DOCUMENT SECTION:
::::::::::

Being a highly sensitive person (HSP) is a perfectly normal “thing” to be — about 20 percent of the population have this trait. However, because high sensitivity is not extremely common, it’s often misunderstood. Some people have likened it to autism, but according to Dr. Elaine Aron, brain research shows that these two traits are quite different. Likewise, many people confuse high sensitivity for introversion, because HSPs and introverts have similar needs. Indeed, many introverts are also HSPs, but you can be a highly sensitive extrovert, too.
Are you an HSP? Taken together, these 23 “small” signs may show that you are. Keep in mind that HSPs are individuals, so not every sign will apply to every HSP. However, I believe this list is generally true:
1. You startle easily. When people sneak up on you, you jump as high as a frightened cat. Just seeing your roommate or significant other walk into the room when you weren’t expecting them can set you off.
2. You need to spend plenty of time alone, even if you’re an extrovert. Solitude calms your overactive senses. After a busy day, you may withdraw into a darkened room or some other place where you have privacy.

::::::::::

ITEMS:
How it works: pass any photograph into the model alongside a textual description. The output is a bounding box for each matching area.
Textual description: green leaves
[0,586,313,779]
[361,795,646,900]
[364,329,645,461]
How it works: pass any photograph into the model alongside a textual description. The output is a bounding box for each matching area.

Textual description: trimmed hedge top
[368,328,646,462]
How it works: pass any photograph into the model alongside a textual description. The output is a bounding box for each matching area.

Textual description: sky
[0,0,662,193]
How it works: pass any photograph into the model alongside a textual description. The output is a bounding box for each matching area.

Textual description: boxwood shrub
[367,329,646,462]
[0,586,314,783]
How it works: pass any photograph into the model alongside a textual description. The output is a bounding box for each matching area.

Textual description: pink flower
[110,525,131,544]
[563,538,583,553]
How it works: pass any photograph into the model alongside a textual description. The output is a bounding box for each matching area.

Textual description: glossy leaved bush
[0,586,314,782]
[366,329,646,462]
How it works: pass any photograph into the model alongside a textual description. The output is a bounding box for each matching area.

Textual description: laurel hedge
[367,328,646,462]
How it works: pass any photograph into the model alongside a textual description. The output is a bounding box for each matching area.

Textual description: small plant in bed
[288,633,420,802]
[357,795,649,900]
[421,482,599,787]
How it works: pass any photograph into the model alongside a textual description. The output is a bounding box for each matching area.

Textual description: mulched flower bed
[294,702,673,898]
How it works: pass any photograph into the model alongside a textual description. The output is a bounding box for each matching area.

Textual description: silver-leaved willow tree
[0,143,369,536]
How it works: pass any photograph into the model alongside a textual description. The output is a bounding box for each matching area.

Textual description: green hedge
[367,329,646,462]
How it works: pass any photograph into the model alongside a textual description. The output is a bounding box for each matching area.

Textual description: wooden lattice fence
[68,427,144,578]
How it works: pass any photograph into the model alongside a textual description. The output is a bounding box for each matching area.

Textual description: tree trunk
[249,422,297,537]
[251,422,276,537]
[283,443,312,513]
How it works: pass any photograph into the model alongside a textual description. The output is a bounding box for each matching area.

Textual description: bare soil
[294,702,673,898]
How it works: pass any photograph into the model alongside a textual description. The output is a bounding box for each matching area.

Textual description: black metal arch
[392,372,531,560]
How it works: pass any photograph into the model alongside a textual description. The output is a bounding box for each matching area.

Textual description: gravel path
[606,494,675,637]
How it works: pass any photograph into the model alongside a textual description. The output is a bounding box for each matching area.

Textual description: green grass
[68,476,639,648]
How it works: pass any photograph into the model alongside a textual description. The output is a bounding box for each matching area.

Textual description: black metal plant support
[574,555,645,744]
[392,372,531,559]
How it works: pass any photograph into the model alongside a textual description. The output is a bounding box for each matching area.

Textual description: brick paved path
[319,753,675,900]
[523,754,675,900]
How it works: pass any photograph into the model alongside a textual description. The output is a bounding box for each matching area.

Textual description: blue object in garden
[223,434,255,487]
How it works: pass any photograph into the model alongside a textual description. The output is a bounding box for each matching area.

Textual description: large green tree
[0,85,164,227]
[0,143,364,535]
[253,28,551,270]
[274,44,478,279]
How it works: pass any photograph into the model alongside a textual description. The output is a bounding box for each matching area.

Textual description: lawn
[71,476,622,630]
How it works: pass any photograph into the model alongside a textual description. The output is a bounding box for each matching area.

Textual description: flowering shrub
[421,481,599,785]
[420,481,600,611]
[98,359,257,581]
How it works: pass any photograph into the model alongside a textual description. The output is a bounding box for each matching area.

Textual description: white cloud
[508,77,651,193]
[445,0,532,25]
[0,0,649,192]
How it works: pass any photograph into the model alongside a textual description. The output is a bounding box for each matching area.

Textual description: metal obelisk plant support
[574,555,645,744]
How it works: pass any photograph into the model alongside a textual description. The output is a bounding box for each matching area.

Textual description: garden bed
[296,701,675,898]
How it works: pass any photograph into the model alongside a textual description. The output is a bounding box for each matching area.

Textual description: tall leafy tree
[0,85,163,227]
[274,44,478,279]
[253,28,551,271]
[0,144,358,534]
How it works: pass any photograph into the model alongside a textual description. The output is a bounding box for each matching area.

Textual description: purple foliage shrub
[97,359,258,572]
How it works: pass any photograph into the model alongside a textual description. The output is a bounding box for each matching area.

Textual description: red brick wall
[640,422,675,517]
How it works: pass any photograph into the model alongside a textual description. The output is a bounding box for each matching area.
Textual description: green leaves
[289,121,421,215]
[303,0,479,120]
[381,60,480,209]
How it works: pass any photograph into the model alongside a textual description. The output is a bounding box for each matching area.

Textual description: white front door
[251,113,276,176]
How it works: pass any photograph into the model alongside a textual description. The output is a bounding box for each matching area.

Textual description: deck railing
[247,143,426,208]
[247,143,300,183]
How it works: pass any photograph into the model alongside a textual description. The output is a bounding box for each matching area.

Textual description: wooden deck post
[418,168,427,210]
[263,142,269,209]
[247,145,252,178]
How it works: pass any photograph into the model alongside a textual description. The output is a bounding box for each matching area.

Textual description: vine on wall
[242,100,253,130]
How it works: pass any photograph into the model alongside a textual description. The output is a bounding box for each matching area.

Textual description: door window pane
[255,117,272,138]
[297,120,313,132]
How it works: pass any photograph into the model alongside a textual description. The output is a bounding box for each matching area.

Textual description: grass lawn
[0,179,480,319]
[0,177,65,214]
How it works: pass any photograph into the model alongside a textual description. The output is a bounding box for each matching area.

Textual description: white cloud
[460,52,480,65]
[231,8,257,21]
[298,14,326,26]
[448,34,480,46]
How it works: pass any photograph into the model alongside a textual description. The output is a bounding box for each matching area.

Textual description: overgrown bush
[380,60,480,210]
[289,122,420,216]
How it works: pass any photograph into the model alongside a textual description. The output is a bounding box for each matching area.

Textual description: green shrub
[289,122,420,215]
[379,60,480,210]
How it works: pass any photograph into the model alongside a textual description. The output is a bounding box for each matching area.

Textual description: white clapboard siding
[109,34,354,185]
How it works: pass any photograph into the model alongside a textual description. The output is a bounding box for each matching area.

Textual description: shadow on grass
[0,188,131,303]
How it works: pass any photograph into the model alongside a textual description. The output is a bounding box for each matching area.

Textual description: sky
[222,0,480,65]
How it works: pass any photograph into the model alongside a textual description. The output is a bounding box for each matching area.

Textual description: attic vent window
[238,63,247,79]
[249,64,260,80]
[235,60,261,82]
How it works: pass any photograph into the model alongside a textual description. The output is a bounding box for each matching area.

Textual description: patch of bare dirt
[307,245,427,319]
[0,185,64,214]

::::::::::

YOUR TASKS:
a: In the text on highly sensitive people, about what share of the population has the trait?
b: Pick up the text on highly sensitive people where it stops and keep writing.

EXERCISE ANSWERS:
a: About 20 percent.

b:
3. When you read or hear about violent things, you have a strong negative reaction. Reading an article about animal abuse or a particularly brutal crime, you may get sick to your stomach and have to click away. You will probably struggle to get the grotesque images out of your mind for days or weeks afterward.
4. Similarly, when you experience beauty, you have a strong positive reaction. Looking at art, being in nature, or just noticing the way the sunlight strikes an object really moves you. You may find yourself overwhelmed with happiness, unable to put into words how much something has affected you.
5. You’re very sensitive to sounds. Certain pitches really irritate you, and loud sounds grate on your nerves. Likewise, your favorite song can send you into a zen-like trance or completely overhaul your mood for the better.
6. Strong smells also really bother you. For example, you may not eat certain foods because of the way they smell (for me, it’s seafood). Or, you may have to leave the room if someone’s perfume is overpowering.
7. When you were a kid, you were very picky about the clothing you wore, basing your choices on how things felt. For example, you may not have worn clothing made of itchy fabrics like wool, “footie” pajamas that covered your feet, or leggings, tights, or pants that tightly hugged your waist. Your parents may have had to cut the tags out of your clothing because they scratched you. You may still do these things today as an adult.
8. You’re sensitive to deadlines and time pressure. You feel extremely rattled when you have too much to do and not enough time to do it. You hate having to do things quickly, without enough time to process your thoughts.
9. When you were a kid, your parents or teachers called you “shy” or “quiet.” Indeed, you may have been reserved, but these labels missed what was really going on with you — that because of your high sensitivity, you often felt overwhelmed in social situations, which made you clam up or withdraw.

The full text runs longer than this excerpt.